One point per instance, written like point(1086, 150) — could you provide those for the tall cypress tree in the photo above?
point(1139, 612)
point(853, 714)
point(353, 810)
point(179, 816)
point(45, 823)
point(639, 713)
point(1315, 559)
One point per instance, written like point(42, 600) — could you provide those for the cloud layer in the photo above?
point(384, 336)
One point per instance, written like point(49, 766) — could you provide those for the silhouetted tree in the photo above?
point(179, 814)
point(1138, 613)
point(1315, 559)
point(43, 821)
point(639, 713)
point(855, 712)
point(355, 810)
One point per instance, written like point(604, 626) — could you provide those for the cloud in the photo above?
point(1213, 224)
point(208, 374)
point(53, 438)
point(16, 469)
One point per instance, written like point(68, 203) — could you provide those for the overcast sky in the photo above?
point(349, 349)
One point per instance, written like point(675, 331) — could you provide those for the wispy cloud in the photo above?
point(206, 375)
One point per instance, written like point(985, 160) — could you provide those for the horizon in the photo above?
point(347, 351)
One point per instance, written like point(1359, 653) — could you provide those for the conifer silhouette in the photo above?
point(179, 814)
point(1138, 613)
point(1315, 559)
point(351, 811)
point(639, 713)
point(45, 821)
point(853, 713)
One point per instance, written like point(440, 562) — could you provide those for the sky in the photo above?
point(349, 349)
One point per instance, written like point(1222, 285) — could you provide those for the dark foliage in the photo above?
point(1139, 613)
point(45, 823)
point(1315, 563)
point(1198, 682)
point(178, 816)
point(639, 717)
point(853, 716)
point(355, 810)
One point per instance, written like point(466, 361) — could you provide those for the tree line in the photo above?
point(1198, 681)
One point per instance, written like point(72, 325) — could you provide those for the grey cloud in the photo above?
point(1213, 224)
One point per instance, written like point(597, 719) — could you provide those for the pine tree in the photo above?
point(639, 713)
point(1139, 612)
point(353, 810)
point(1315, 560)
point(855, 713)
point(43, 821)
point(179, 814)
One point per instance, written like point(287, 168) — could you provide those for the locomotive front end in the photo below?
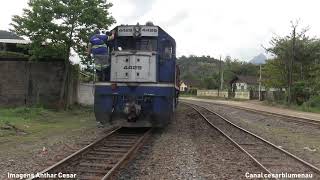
point(134, 93)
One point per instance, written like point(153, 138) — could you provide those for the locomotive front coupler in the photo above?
point(132, 110)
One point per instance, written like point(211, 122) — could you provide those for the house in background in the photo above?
point(9, 42)
point(183, 87)
point(245, 87)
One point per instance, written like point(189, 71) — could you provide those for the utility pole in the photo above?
point(291, 64)
point(219, 77)
point(260, 84)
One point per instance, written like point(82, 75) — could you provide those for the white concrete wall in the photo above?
point(86, 94)
point(242, 95)
point(213, 93)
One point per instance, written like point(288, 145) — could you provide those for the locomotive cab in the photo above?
point(141, 87)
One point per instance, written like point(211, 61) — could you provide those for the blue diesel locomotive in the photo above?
point(142, 82)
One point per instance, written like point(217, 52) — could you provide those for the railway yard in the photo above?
point(204, 141)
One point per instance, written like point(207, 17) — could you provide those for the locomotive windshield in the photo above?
point(139, 44)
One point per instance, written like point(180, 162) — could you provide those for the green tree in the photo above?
point(296, 64)
point(55, 27)
point(274, 74)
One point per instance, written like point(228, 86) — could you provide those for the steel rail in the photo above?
point(305, 163)
point(230, 139)
point(126, 156)
point(87, 148)
point(287, 117)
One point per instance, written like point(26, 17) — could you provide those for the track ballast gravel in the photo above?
point(189, 149)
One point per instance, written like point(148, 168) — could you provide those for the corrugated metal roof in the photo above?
point(15, 41)
point(9, 35)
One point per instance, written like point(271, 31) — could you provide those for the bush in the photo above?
point(9, 54)
point(313, 102)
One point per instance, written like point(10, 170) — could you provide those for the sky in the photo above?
point(239, 29)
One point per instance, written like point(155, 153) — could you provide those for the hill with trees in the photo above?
point(204, 70)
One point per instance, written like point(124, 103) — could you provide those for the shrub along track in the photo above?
point(267, 155)
point(102, 158)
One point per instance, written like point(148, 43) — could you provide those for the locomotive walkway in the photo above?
point(258, 106)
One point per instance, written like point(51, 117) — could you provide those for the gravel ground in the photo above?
point(298, 138)
point(33, 158)
point(188, 149)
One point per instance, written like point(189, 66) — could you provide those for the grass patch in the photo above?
point(285, 105)
point(30, 124)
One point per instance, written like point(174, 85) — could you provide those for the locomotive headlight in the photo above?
point(113, 86)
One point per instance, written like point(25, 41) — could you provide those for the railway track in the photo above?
point(298, 120)
point(102, 158)
point(271, 158)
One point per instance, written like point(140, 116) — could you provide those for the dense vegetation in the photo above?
point(296, 67)
point(203, 72)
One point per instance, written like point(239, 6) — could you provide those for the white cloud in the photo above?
point(209, 27)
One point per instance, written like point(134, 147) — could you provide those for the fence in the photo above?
point(213, 93)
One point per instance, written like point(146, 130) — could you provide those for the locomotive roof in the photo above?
point(161, 33)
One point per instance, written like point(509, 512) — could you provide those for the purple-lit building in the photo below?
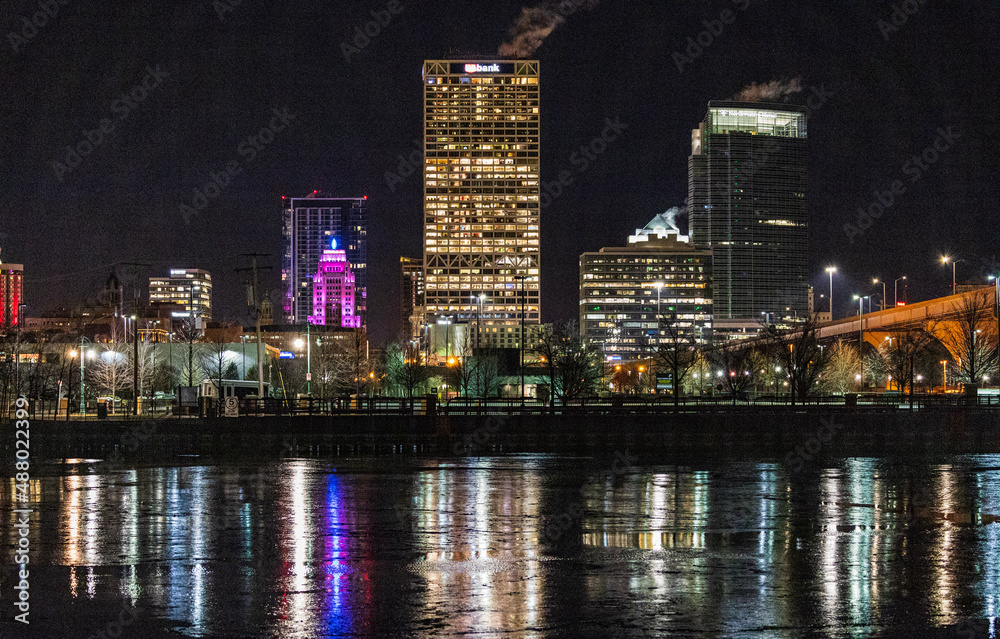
point(333, 292)
point(11, 276)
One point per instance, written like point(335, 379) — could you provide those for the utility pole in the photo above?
point(522, 278)
point(135, 333)
point(255, 312)
point(17, 352)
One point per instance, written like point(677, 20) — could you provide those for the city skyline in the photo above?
point(877, 98)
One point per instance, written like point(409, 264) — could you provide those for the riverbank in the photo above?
point(761, 434)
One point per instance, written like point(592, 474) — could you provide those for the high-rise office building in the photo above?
point(481, 191)
point(656, 289)
point(188, 288)
point(314, 224)
point(11, 294)
point(747, 199)
point(411, 295)
point(333, 292)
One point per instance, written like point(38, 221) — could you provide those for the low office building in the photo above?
point(636, 297)
point(189, 288)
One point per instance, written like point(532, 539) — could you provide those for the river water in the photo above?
point(510, 546)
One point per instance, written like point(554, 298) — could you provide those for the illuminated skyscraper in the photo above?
point(655, 291)
point(481, 191)
point(11, 295)
point(412, 294)
point(191, 288)
point(333, 292)
point(312, 225)
point(747, 199)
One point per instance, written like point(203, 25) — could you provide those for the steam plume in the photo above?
point(769, 90)
point(536, 23)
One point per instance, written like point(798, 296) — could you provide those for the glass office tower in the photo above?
point(481, 191)
point(747, 199)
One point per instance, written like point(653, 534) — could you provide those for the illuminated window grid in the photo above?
point(481, 189)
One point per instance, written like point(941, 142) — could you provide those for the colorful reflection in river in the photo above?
point(439, 548)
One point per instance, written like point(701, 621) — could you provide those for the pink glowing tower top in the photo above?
point(333, 291)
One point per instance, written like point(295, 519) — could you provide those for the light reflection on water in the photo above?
point(303, 548)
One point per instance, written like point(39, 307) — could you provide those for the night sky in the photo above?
point(217, 81)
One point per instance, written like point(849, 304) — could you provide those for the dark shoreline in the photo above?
point(785, 434)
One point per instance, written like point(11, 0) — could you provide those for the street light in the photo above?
point(895, 290)
point(659, 287)
point(861, 333)
point(882, 282)
point(945, 260)
point(996, 313)
point(480, 300)
point(447, 335)
point(522, 278)
point(83, 404)
point(831, 270)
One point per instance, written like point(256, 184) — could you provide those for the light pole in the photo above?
point(861, 334)
point(481, 299)
point(17, 351)
point(954, 263)
point(882, 282)
point(895, 290)
point(831, 270)
point(996, 314)
point(83, 402)
point(522, 278)
point(659, 287)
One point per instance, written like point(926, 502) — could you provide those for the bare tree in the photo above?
point(404, 370)
point(357, 357)
point(842, 369)
point(488, 372)
point(578, 364)
point(189, 332)
point(738, 362)
point(901, 351)
point(971, 337)
point(801, 355)
point(677, 353)
point(111, 371)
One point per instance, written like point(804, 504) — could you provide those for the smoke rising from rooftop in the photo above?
point(767, 91)
point(536, 23)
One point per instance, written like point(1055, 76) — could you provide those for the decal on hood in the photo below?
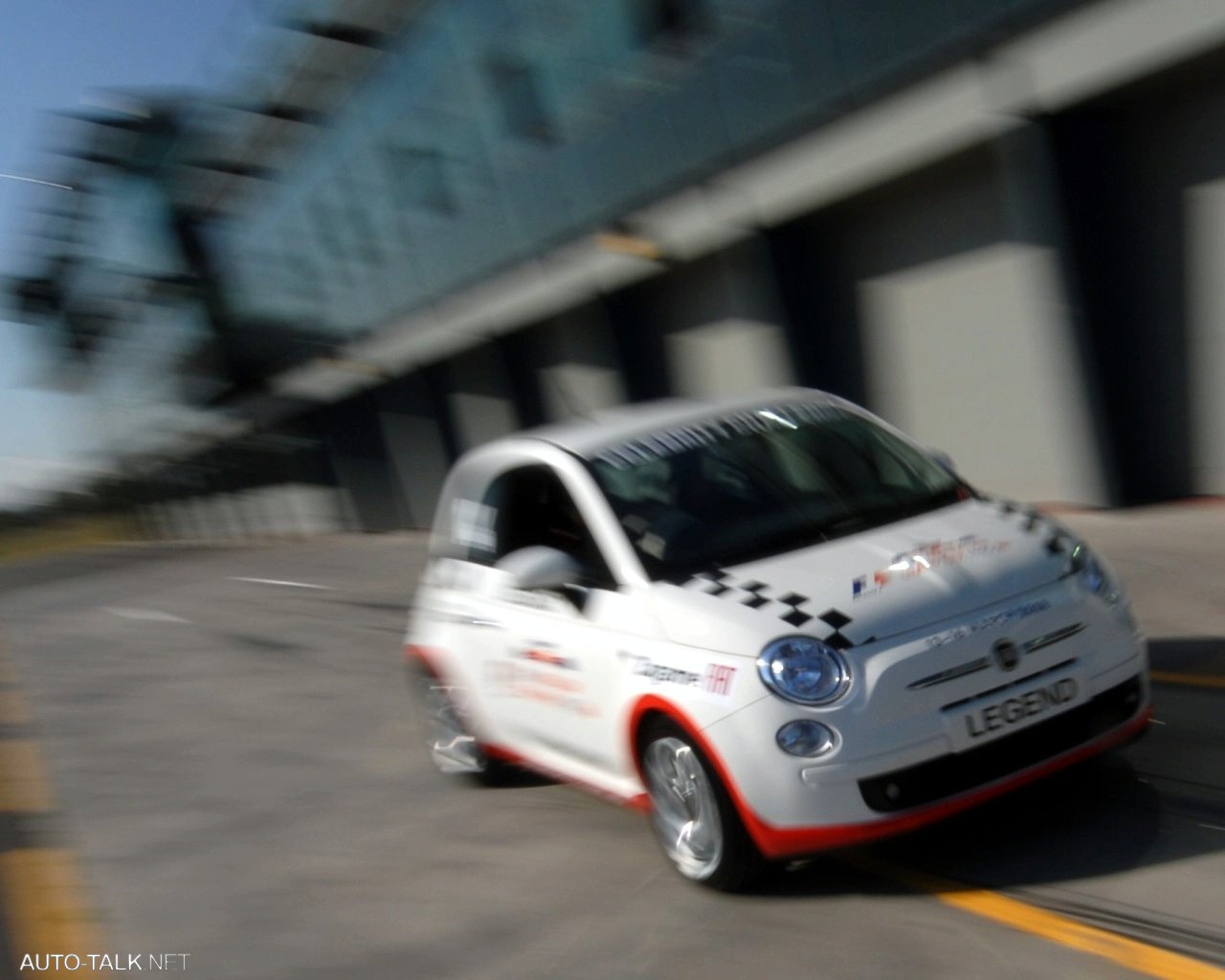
point(789, 605)
point(922, 558)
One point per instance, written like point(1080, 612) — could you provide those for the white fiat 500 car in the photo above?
point(774, 622)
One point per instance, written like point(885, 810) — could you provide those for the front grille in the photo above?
point(950, 774)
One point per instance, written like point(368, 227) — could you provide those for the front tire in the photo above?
point(450, 743)
point(692, 813)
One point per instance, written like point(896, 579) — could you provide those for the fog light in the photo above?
point(806, 739)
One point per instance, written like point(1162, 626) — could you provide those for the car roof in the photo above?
point(589, 436)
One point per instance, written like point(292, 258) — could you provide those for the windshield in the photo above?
point(764, 481)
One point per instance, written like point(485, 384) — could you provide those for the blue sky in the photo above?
point(62, 56)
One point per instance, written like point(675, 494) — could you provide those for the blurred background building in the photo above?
point(410, 226)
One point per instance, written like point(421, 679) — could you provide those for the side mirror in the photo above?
point(539, 568)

***

▸ WORK REQUEST
Reproduce exactly, with nothing added, the lines from the one that contains "One point per instance, written like point(485, 384)" to the end of the data.

▸ RESULT OF THE EXERCISE
One point per instance, written like point(485, 384) — could you provide those for the blue sky in the photo above?
point(62, 56)
One point per instance, written like point(675, 494) — could you provide those for the blurred background building in the photo above?
point(410, 226)
One point per instance, written like point(421, 679) — could you provide those for the side mirror in the photo above?
point(539, 568)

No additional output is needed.